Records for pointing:
%%

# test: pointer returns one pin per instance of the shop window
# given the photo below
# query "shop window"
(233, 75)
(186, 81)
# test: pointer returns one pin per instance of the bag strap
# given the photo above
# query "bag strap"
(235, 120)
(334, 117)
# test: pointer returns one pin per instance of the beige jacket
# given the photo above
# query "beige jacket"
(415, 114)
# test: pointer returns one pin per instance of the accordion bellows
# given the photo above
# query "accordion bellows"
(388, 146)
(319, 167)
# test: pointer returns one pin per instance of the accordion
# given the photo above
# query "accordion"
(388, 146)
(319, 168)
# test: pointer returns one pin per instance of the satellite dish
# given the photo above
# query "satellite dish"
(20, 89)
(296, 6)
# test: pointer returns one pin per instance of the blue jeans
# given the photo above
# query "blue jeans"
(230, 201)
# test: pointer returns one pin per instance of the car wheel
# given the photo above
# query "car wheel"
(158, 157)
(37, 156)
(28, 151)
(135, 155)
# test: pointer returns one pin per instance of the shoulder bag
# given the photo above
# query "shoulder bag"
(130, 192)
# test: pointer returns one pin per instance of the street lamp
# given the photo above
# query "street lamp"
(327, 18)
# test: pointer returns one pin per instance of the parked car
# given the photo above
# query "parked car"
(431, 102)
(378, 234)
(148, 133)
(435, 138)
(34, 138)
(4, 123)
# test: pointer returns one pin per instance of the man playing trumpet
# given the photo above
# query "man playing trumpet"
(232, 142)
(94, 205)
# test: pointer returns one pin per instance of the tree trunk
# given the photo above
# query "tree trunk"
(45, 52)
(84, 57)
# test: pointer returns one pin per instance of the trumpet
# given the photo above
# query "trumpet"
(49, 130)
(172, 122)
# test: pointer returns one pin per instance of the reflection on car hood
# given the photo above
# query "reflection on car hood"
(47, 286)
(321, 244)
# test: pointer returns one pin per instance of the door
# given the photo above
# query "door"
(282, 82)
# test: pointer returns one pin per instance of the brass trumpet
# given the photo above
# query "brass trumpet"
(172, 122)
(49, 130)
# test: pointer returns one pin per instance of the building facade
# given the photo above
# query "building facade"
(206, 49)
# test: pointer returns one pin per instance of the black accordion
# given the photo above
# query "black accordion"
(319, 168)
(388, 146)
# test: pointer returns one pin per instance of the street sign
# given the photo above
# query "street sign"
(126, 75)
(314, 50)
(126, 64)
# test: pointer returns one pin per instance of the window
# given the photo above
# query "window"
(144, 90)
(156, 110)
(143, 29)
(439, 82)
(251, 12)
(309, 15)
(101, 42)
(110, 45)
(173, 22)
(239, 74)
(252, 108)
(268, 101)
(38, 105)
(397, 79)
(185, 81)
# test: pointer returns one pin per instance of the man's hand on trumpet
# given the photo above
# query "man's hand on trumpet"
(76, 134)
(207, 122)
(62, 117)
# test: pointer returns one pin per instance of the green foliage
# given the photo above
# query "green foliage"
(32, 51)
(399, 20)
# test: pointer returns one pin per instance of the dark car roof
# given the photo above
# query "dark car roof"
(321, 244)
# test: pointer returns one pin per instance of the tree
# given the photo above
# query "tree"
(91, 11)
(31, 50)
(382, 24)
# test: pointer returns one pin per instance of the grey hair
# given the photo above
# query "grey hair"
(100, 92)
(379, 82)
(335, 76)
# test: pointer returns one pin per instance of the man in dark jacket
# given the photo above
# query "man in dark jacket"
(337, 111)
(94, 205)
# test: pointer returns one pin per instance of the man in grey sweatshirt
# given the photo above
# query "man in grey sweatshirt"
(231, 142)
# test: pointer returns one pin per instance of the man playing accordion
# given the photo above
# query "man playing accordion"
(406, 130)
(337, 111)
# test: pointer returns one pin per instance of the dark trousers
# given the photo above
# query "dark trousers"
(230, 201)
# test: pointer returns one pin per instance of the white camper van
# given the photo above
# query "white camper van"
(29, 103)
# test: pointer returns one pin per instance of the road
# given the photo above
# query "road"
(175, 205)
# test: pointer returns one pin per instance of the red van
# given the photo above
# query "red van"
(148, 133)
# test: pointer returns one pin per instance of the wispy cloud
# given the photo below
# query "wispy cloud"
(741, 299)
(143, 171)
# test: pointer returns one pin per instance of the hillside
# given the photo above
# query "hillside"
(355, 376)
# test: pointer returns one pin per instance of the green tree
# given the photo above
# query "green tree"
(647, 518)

%%

### REQUIRED WORK
Write out all of the material above line for line, changing nothing.

### REPLY TO THE TASK
# test: pointer returns one pin per instance of the shop window
# given the photo below
# query "shop window"
(233, 75)
(186, 81)
# test: pointer returns one pin per instance of the bag strap
# given the photo above
# query "bag strap"
(235, 120)
(334, 117)
# test: pointer returns one pin per instance of the beige jacket
# given the photo above
# query "beige jacket"
(415, 114)
# test: pointer returns one pin per instance of the accordion bellows
# given the photo above
# query "accordion bellows"
(388, 146)
(319, 167)
# test: pointer returns one pin per instance of the accordion
# given the photo above
# query "accordion"
(388, 146)
(319, 168)
# test: pointer returns one pin per instance of the satellite dish
# given the photo above
# query "satellite dish"
(20, 89)
(296, 6)
# test: pointer returns one pin per instance of the blue jeans
# given the photo above
# query "blue jeans"
(230, 201)
# test: pointer returns one pin per instance of the car wheel
# given the photo above
# query "car wheel"
(158, 157)
(37, 156)
(28, 151)
(135, 155)
# test: pointer returns one pin per instance of the shoulder bag
# given the photo above
# query "shoulder bag"
(130, 192)
# test: pointer returns one pin per instance of the street lamp
# given the photo above
# query "street lamp"
(327, 18)
# test: pointer returns one pin per instance of the parked car
# given the photo above
# query "parked car"
(431, 102)
(378, 234)
(148, 133)
(435, 138)
(34, 138)
(4, 123)
# test: pointer returns one pin per instance of the man playing trumpet
# given the photo above
# query "man playing trumpet"
(232, 142)
(94, 205)
# test: pointer returns one pin per instance of the tree trunk
# given the photo above
# query "tree trunk"
(45, 52)
(84, 57)
# test: pointer returns one pin per instance of the trumpet
# given the photo above
# query "trumpet"
(49, 130)
(172, 122)
# test: pointer returns one pin per instance of the reflection on car hood
# given the photo above
# query "reflection on car hood"
(47, 286)
(321, 244)
# test: pointer returns one pin per instance of the door
# given the photo above
# query "door"
(282, 82)
# test: pointer returns one pin per instance of the brass trumpet
# given the photo above
# query "brass trumpet"
(172, 122)
(49, 130)
# test: pointer returns one pin per instance of the building facade
# given the photo above
# query "building facade"
(206, 49)
# test: pointer returns one pin per instance of the black accordion
# given the photo above
# query "black accordion"
(319, 168)
(388, 146)
# test: pointer returns one pin per instance of the street sign
# given the photo above
# query "street sign"
(126, 75)
(314, 50)
(126, 64)
# test: pointer returns one pin per instance of the window
# given the photo above
# query "window"
(144, 90)
(156, 110)
(143, 29)
(439, 82)
(251, 12)
(309, 15)
(101, 42)
(110, 45)
(173, 22)
(239, 74)
(252, 108)
(268, 101)
(38, 105)
(397, 79)
(185, 81)
# test: pointer returns one pin per instance of the man's hand on trumpet
# given the photo above
# query "man's hand on trumpet"
(76, 134)
(207, 122)
(62, 117)
# test: pointer returns one pin per instance of the green foliage
# given the photo above
# query "green foliage"
(32, 51)
(399, 20)
# test: pointer returns one pin per instance of the dark car roof
# given the photo above
# query "dark car roof"
(321, 244)
# test: pointer returns one pin per instance of the tree
# given the photo above
# query "tree"
(91, 11)
(31, 50)
(382, 24)
# test: pointer returns one pin per instance of the grey hair
# given the photo above
# query "grey hair"
(100, 92)
(379, 82)
(335, 76)
# test: pointer returns one pin per instance of the man in dark jacket
# given the photo above
# query "man in dark jacket"
(337, 111)
(94, 205)
# test: pointer returns one pin per instance of the man in grey sweatshirt
# given the photo above
# query "man in grey sweatshirt"
(231, 142)
# test: pointer returns one pin per instance of the man playing accordion
# given the photo above
# query "man playing accordion"
(406, 130)
(337, 111)
# test: pointer returns one pin per instance of the dark trousers
# given the photo above
# query "dark trousers"
(230, 201)
# test: pointer returns one pin per instance of the white camper van
# given the photo above
# query "white camper van"
(29, 103)
# test: pointer returns one pin per instance of the road
# given the photo above
# query "road"
(175, 205)
# test: pointer returns one pin per instance of the red van
# given the photo above
# query "red van"
(148, 133)
# test: pointer returns one pin per instance of the wispy cloud
# given the photo below
# query "wispy cloud"
(741, 299)
(143, 171)
# test: pointer returns one pin per instance of the hillside
# given the photo above
# query "hillside"
(355, 376)
# test: pointer returns one pin per instance of the green tree
# given the photo above
# query "green tree"
(647, 518)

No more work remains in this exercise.